→ Given instruction
Can you convert every line of the entries below into a Markdown table with the columns Row and Line, numbering each row and skipping blank lines? Leave the pictures out of the table.

::::

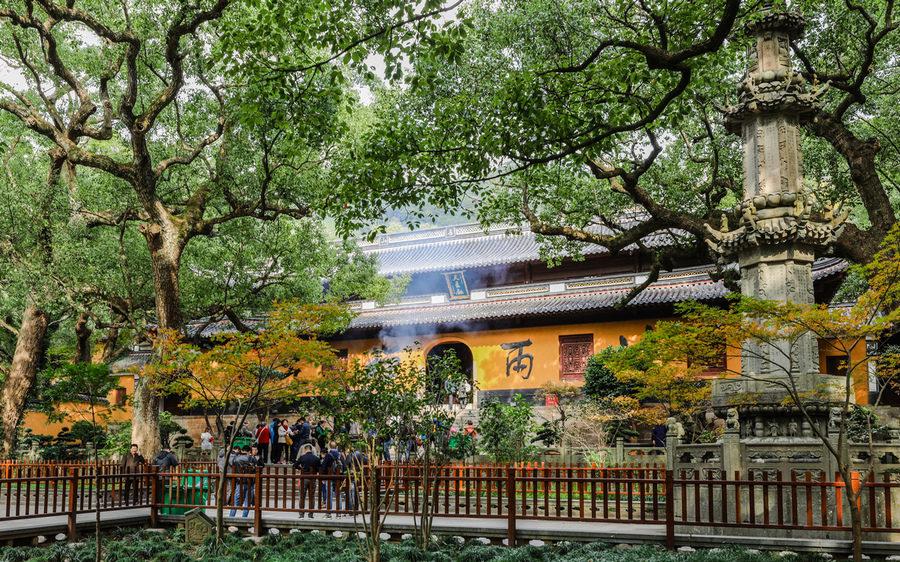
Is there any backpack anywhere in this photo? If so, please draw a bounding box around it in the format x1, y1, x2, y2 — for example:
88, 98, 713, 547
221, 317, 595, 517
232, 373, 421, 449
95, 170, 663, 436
328, 453, 347, 476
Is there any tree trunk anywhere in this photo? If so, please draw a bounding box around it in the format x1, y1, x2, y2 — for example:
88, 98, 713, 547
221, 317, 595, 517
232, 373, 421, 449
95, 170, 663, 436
131, 377, 161, 458
807, 110, 897, 264
100, 324, 120, 364
131, 224, 184, 454
0, 306, 50, 458
72, 312, 93, 363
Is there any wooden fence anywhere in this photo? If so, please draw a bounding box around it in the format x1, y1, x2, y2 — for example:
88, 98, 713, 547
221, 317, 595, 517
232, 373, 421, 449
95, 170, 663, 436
0, 462, 900, 548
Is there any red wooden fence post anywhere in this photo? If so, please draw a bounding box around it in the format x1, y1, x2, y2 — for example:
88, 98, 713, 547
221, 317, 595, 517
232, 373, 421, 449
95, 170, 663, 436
68, 468, 78, 541
666, 468, 675, 550
253, 466, 264, 537
150, 465, 161, 529
506, 465, 516, 548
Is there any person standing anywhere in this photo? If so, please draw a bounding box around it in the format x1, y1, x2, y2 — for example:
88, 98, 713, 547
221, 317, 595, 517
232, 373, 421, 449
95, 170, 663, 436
278, 419, 294, 464
250, 445, 266, 468
256, 423, 272, 465
269, 418, 283, 464
293, 443, 322, 519
122, 443, 147, 504
444, 375, 456, 410
150, 444, 178, 502
200, 426, 213, 457
322, 441, 347, 519
229, 445, 256, 517
316, 420, 328, 451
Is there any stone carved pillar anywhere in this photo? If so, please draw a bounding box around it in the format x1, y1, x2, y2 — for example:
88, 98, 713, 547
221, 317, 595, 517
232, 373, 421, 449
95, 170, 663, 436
707, 7, 846, 424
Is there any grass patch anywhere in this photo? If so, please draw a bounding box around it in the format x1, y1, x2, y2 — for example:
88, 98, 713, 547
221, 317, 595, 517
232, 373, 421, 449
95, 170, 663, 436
0, 529, 880, 562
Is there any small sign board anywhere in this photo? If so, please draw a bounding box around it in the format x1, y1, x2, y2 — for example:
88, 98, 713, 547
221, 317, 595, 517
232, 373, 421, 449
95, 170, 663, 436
184, 507, 216, 544
444, 270, 469, 300
866, 340, 880, 357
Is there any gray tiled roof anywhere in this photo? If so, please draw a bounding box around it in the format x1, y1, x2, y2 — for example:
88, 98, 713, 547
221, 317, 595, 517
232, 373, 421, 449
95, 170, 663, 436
351, 258, 847, 329
360, 224, 671, 275
109, 351, 150, 374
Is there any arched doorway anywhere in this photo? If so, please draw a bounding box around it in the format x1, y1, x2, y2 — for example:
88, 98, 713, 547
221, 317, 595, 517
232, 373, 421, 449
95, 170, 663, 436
425, 342, 475, 407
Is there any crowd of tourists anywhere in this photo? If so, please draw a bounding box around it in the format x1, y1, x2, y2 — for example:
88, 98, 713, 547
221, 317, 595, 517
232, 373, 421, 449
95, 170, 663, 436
113, 417, 477, 518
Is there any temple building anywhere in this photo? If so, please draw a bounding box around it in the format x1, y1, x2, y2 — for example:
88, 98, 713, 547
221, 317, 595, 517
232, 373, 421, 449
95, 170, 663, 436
332, 220, 865, 406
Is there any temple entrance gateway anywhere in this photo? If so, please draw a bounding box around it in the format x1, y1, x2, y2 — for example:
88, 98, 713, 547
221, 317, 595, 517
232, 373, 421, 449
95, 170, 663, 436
425, 342, 475, 407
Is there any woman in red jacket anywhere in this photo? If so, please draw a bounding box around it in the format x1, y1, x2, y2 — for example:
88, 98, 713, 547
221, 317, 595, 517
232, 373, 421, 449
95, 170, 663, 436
256, 423, 272, 463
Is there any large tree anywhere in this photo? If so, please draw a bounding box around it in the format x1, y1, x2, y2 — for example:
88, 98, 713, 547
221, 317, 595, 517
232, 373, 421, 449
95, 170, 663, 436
337, 0, 900, 283
0, 0, 464, 450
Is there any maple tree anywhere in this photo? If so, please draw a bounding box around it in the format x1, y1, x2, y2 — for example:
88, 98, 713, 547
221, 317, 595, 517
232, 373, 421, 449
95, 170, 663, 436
628, 225, 900, 560
313, 348, 466, 562
143, 302, 353, 540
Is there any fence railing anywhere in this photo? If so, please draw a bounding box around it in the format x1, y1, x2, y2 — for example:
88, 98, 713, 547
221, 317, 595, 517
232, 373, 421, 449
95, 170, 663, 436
0, 463, 900, 547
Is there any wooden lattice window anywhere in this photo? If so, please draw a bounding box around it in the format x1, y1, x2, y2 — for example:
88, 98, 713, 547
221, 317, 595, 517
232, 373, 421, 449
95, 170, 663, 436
559, 334, 594, 381
323, 349, 350, 372
825, 355, 847, 377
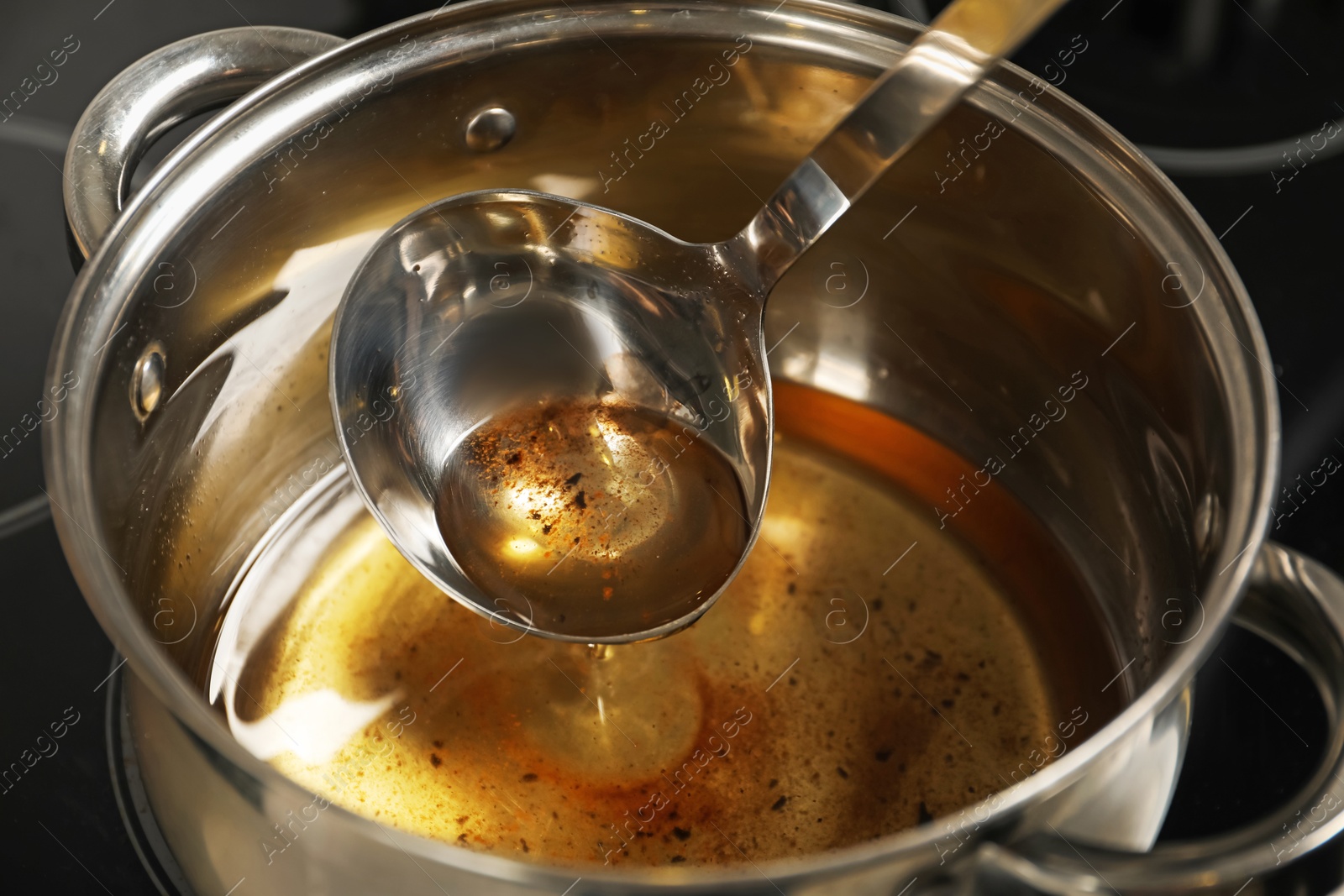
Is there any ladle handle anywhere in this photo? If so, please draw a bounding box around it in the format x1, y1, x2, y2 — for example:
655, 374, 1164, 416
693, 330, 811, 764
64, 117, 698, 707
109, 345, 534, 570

::::

→ Exercise answer
| Row | Line |
|---|---|
| 1 | Is there any backpack anywhere in this photo? If so, please draw a bounding box around it in the format x1, y1, x2, y2 — for example: |
| 2 | 88, 98, 713, 547 |
| 3 | 221, 317, 595, 517 |
| 4 | 232, 373, 421, 449 |
| 5 | 95, 170, 663, 436 |
| 6 | 328, 453, 347, 476 |
| 7 | Is there any tree trunk anywhere in this photo? If so, please draw a bounding box around it in the format x1, y1, x2, y2 — for example: |
| 8 | 88, 98, 713, 547 |
| 9 | 221, 317, 595, 517 |
| 10 | 232, 373, 421, 449 |
| 11 | 95, 170, 663, 436 |
| 12 | 131, 377, 161, 458 |
| 13 | 807, 110, 897, 264 |
| 14 | 100, 324, 120, 364 |
| 15 | 131, 224, 184, 454 |
| 16 | 0, 306, 50, 458 |
| 17 | 72, 312, 93, 363 |
| 18 | Is there any wooden fence anywhere in this photo? If so, please draw a bounding box around it in the format x1, y1, x2, y2 — for example: |
| 19 | 88, 98, 713, 547 |
| 20 | 221, 317, 595, 517 |
| 21 | 232, 373, 421, 449 |
| 22 | 95, 170, 663, 436 |
| 23 | 0, 462, 900, 548 |
| 24 | Is there any red wooden fence post anywhere in this photo? If so, please draw a bounding box around it in the format x1, y1, x2, y2 — for example: |
| 25 | 88, 98, 713, 547 |
| 26 | 221, 317, 595, 517 |
| 27 | 232, 373, 421, 449 |
| 28 | 95, 170, 663, 436 |
| 29 | 68, 468, 78, 541 |
| 30 | 666, 468, 675, 550 |
| 31 | 253, 466, 264, 537 |
| 32 | 150, 465, 161, 529 |
| 33 | 506, 465, 516, 548 |
| 34 | Is there any person standing anywhere in this photo? If so, please draw a bounding box around it in the format x1, y1, x2, y2 — for example: |
| 35 | 88, 98, 713, 547 |
| 36 | 221, 317, 595, 517 |
| 37 | 232, 373, 421, 449 |
| 38 | 95, 170, 663, 436 |
| 39 | 278, 419, 294, 464 |
| 40 | 250, 445, 266, 468 |
| 41 | 256, 423, 272, 465 |
| 42 | 269, 418, 283, 464 |
| 43 | 293, 443, 322, 519 |
| 44 | 122, 443, 147, 504 |
| 45 | 444, 375, 456, 410 |
| 46 | 150, 444, 178, 502 |
| 47 | 200, 426, 213, 457 |
| 48 | 322, 441, 347, 519 |
| 49 | 229, 445, 256, 517 |
| 50 | 316, 420, 328, 451 |
| 51 | Is there any stone carved pillar anywhere in this photo? If so, please draw a bounding box around it in the format x1, y1, x2, y2 — for example: |
| 52 | 88, 98, 713, 547 |
| 53 | 221, 317, 595, 517 |
| 54 | 232, 373, 421, 449 |
| 55 | 95, 170, 663, 436 |
| 56 | 707, 7, 846, 424 |
| 57 | Is there any grass patch anywhere in this photo? If so, please draw a bounding box around it in the format x1, y1, x2, y2 — for example: |
| 58 | 88, 98, 713, 547 |
| 59 | 221, 317, 595, 517 |
| 60 | 232, 373, 421, 449 |
| 61 | 95, 170, 663, 436 |
| 62 | 0, 529, 880, 562 |
| 63 | Is there any small sign board anywhere in this photo? If so, please draw a bounding box around it in the format x1, y1, x2, y2 — for example: |
| 64 | 88, 98, 713, 547 |
| 65 | 221, 317, 595, 517 |
| 66 | 232, 373, 421, 449 |
| 67 | 95, 170, 663, 436 |
| 68 | 184, 507, 216, 544 |
| 69 | 444, 270, 469, 300 |
| 70 | 866, 340, 880, 357 |
| 71 | Is there any gray tiled roof anywhere in this photo? If so, please draw a bounding box around it in the format x1, y1, x2, y2 — for example: |
| 72 | 88, 98, 713, 547 |
| 73 | 221, 317, 595, 517 |
| 74 | 232, 373, 421, 449 |
| 75 | 95, 170, 663, 436 |
| 76 | 351, 258, 847, 329 |
| 77 | 360, 224, 671, 275 |
| 78 | 109, 351, 150, 374 |
| 79 | Is there any arched doorway anywhere in this photo? If so, please draw a bounding box around it in the format x1, y1, x2, y2 — for example: |
| 80 | 88, 98, 713, 547 |
| 81 | 221, 317, 595, 517 |
| 82 | 232, 373, 421, 449 |
| 83 | 95, 170, 663, 436 |
| 84 | 425, 342, 475, 407 |
| 85 | Is there any crowd of tourists anywhere in this photo? If so, please draw a bounding box around it in the format x1, y1, x2, y2 — for example: |
| 86 | 88, 98, 713, 547 |
| 87 | 221, 317, 595, 517 |
| 88 | 232, 373, 421, 449 |
| 89 | 95, 170, 663, 436 |
| 90 | 113, 417, 477, 518 |
| 91 | Is there any temple building anywhere in this photo? If so, please draw a bounding box around it in the format x1, y1, x2, y2 — for example: |
| 92 | 88, 98, 713, 547 |
| 93 | 221, 317, 595, 517 |
| 94 | 232, 373, 421, 449 |
| 95 | 95, 170, 663, 436 |
| 96 | 332, 220, 865, 406 |
| 97 | Is there any temple entrance gateway anywhere in this photo? If so, please draw a bounding box around it in the format x1, y1, x2, y2 — for example: |
| 98 | 88, 98, 713, 547 |
| 99 | 221, 317, 595, 517 |
| 100 | 232, 373, 421, 449 |
| 101 | 95, 170, 663, 436 |
| 102 | 425, 342, 475, 407 |
| 103 | Is there any woman in red jacket anywhere in this photo? If so, please draw a bounding box around it in the format x1, y1, x2, y2 — for example: |
| 104 | 88, 98, 713, 547 |
| 105 | 221, 317, 595, 517 |
| 106 | 232, 373, 421, 449 |
| 107 | 95, 170, 663, 436 |
| 108 | 256, 423, 272, 463 |
| 109 | Is there any large tree anywhere in this photo? If so, please draw a bounding box around it in the format x1, y1, x2, y2 — for example: |
| 110 | 88, 98, 713, 547 |
| 111 | 221, 317, 595, 517 |
| 112 | 232, 373, 421, 449 |
| 113 | 95, 170, 663, 436 |
| 114 | 337, 0, 900, 283 |
| 115 | 0, 0, 464, 450 |
| 116 | Is there any maple tree anywhere in this photo? If so, please draw a bounding box around it in the format x1, y1, x2, y2 — for example: |
| 117 | 88, 98, 713, 547 |
| 118 | 221, 317, 595, 517 |
| 119 | 232, 373, 421, 449 |
| 120 | 95, 170, 663, 436 |
| 121 | 628, 225, 900, 560 |
| 122 | 313, 348, 466, 562 |
| 123 | 143, 302, 353, 540 |
| 124 | Is there any fence railing anywhere in this photo? If so, please draw a bounding box around it in the format x1, y1, x2, y2 — for example: |
| 125 | 88, 98, 713, 547 |
| 126 | 221, 317, 595, 517 |
| 127 | 232, 373, 421, 449 |
| 128 | 95, 170, 663, 436 |
| 129 | 0, 463, 900, 547 |
| 130 | Is there any wooden lattice window anywhere in this photo? If so, please draw a bounding box around it in the format x1, y1, x2, y2 — for example: |
| 131 | 88, 98, 713, 547 |
| 132 | 221, 317, 595, 517 |
| 133 | 232, 373, 421, 449 |
| 134 | 95, 170, 663, 436 |
| 135 | 559, 334, 594, 381 |
| 136 | 323, 349, 350, 372 |
| 137 | 825, 355, 847, 377 |
| 138 | Is there any ladle handle anywhere in this photo? If so, please draw a bounding box around it in the format x1, y1, x2, y2 — for example: |
| 139 | 655, 374, 1164, 416 |
| 140 | 693, 330, 811, 764 |
| 141 | 64, 117, 698, 707 |
| 142 | 109, 345, 534, 570 |